**YOUR GOAL**
Put the material from the line containing "TARGET = drainpipe" through the line containing "(1093, 145)" into a Markdown table with the columns "No." and "Line", one numbered row per line. Skip blank lines, and leave the picture out of the answer.

**DATA IN THIS EXERCISE**
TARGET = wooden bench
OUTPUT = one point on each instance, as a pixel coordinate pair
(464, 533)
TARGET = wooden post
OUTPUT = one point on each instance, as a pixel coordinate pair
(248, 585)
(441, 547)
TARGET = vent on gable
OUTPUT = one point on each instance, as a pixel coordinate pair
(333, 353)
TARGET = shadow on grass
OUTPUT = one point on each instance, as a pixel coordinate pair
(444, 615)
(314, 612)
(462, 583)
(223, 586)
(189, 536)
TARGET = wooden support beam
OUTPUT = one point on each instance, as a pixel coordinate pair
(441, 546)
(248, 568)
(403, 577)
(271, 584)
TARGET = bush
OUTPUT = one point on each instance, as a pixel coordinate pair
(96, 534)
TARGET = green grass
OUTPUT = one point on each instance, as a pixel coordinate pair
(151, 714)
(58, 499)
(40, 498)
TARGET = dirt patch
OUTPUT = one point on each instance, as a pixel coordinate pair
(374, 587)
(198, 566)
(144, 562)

---

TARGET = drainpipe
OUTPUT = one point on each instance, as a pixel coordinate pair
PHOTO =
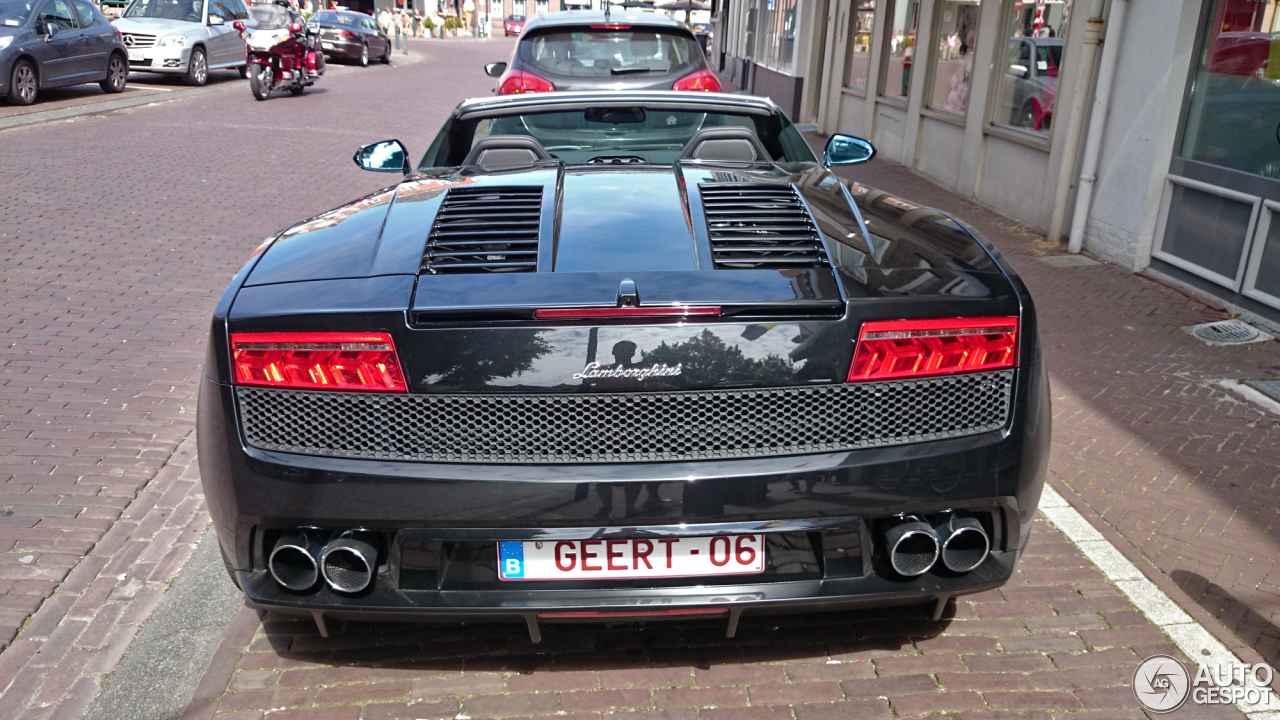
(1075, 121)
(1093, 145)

**TASK OUTPUT**
| No. | Line |
|---|---|
| 1 | TARGET = drainpipe |
| 2 | OUTPUT = one point on each instance, as a pixel coordinate pair |
| 3 | PHOTO = |
| 4 | (1075, 121) |
| 5 | (1093, 145) |